--- TEXT PASSAGE Enclosed Below ---
1. Global on-demand song audio song streaming in 2023 increased 22 percent over 2022, and it grew 50 percent percent over 2021 levels. In the US, the year-over-year growth was 12.7 percent. “The streaming trend is just not slowing down,” Jonas said.

Three genres were important in driving that growth:

• World (including K-Pop and Afro beat)

• Latin (more an more non-Spanish speakers are listening to Latin music)

• Country 

2. Netflix remains the market leader when it comes to creating the most popular streaming video content, but other platforms are catching up. Other networks, like Amazon Prime and Paramount, are beginning to show up in Luminate’s weekly “Top 10” list.

3. Globally, the share of English language content is declining across music and video.

4. Whatsapp, Reddit, Discord, videogames, and movie soundtracks are some of the ways young listeners now discover new music.

5. Gen Z music streamers are 50 percent more likely than the average music streamer in the US to discover new music via TikTok, Snapchat, and Instagram Reels. In Gen Alpha (just turning 16 this year), the top three sources of music discovery are slightly different: TikTok, YouTube Shorts, and Snapchat.

6. “A Super Fan is really considered to be the next wave of growth for the music industry,” Jonas said. Eighteen percent of music listeners in the US are Super Fans; they engage with artists and their music in several different ways (buying merchandise, streaming, engaging on social platforms, attending concerts, etc.) They spend 68 percent more on music, and 128 percent more on merchandise, than the average music listener in the US.
--- End of Enclosed TEXT PASSAGE ---
= ASSIGNMENT 1 =
According to the list of streaming and music trends, what percentage of music listeners in the US are Super Fans?
= ASSIGNMENT 2 =
Continue the list of streaming and music trends from its sixth point onward.
The material that comes after this text is not needed for the work here.
--- INFORMATION GIVEN Enclosed Below ---
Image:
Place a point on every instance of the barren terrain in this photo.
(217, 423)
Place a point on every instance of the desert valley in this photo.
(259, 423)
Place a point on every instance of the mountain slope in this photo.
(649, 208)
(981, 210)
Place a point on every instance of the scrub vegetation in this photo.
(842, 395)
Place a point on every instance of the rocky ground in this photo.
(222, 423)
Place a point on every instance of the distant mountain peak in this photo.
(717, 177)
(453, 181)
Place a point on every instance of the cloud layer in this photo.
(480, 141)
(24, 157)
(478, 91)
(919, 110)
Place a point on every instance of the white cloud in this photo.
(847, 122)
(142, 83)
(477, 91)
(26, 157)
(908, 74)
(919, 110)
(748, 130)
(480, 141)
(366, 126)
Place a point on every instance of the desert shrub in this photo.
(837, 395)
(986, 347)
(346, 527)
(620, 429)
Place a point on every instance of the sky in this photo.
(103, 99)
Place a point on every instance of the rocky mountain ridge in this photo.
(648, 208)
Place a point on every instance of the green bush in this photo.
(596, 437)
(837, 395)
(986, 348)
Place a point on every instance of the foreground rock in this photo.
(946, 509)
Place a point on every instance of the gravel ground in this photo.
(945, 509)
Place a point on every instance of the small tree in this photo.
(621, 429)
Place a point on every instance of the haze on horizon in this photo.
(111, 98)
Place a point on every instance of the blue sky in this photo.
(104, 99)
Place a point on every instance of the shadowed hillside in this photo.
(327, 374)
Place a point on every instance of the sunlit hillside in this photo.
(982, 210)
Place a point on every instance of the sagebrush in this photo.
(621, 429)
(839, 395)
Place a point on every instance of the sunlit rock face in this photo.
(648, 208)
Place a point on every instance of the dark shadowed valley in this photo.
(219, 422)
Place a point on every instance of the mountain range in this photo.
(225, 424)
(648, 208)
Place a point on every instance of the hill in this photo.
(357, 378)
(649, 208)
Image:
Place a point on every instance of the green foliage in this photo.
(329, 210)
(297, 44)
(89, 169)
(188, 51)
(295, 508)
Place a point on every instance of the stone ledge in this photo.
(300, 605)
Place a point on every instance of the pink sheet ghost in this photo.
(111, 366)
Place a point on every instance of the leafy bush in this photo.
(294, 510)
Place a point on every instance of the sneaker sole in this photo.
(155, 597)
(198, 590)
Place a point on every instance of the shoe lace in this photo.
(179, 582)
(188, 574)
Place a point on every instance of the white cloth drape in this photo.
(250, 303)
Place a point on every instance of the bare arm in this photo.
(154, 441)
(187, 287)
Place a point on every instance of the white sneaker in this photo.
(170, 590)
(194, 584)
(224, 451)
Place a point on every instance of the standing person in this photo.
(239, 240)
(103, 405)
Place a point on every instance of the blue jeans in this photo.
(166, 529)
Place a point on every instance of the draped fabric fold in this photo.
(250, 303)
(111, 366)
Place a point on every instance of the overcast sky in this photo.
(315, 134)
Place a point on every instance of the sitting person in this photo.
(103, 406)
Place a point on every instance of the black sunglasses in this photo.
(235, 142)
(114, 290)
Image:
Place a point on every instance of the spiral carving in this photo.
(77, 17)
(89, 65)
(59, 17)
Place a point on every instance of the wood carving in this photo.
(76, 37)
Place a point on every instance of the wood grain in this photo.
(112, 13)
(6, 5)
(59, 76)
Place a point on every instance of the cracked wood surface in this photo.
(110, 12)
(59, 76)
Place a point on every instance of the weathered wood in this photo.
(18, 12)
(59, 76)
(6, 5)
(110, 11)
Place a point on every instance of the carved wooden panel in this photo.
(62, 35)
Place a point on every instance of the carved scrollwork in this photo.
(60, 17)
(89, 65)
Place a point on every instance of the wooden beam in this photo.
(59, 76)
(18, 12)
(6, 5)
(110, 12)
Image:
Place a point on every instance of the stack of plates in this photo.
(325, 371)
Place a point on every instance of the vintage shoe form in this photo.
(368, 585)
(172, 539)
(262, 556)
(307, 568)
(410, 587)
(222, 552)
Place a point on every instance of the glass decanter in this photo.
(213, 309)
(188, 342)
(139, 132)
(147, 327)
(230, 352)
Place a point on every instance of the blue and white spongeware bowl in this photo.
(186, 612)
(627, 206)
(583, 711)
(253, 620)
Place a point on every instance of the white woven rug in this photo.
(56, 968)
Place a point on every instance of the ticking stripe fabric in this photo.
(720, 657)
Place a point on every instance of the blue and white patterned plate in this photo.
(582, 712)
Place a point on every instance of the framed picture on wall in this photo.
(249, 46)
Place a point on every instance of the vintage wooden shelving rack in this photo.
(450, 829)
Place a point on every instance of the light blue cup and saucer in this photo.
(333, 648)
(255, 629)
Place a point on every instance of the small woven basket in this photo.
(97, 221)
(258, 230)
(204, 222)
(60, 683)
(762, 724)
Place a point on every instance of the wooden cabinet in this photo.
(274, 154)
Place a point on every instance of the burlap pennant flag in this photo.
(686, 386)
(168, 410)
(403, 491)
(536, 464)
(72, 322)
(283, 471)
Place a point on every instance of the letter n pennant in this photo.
--- End of Enclosed INFORMATION GIVEN ---
= TASK ANSWER 1 =
Eighteen percent.

= TASK ANSWER 2 =
7. Recent music makes up 48 percent of US on-demand audio streaming (music released between 2019 and 2023). But older music can still show up, with 100 million-plus streams. (Fleetwood Mac’s “Dreams” from 1977 had 283 million streams last year.)

8. Consumption of music by female artists was up four percent in 2023 over 2022 — driven by Miley Cyrus and Taylor Swift. That’s part of a consistent upward trend in recent years. Speaking of Taylor Swift… Her music counted for 1.7 percent of all US audio streaming in 2023.

9. “It’s been impossible to ignore the live music industry’s spectacular resurgence post-Covid,” Jonas said. Streaming consumption is now correlated to ticket sales. “It’s becoming a really important signal to understand…” Jonas said.

10. If you’ve ever listened to white noise or bird sounds on Spotify, that’s a category that Luminate has dubbed NEAR: Nature, noise, effects, ambient, relaxation, and sounds. That category of non-music now represents three to four percent of all music existing on streaming platforms.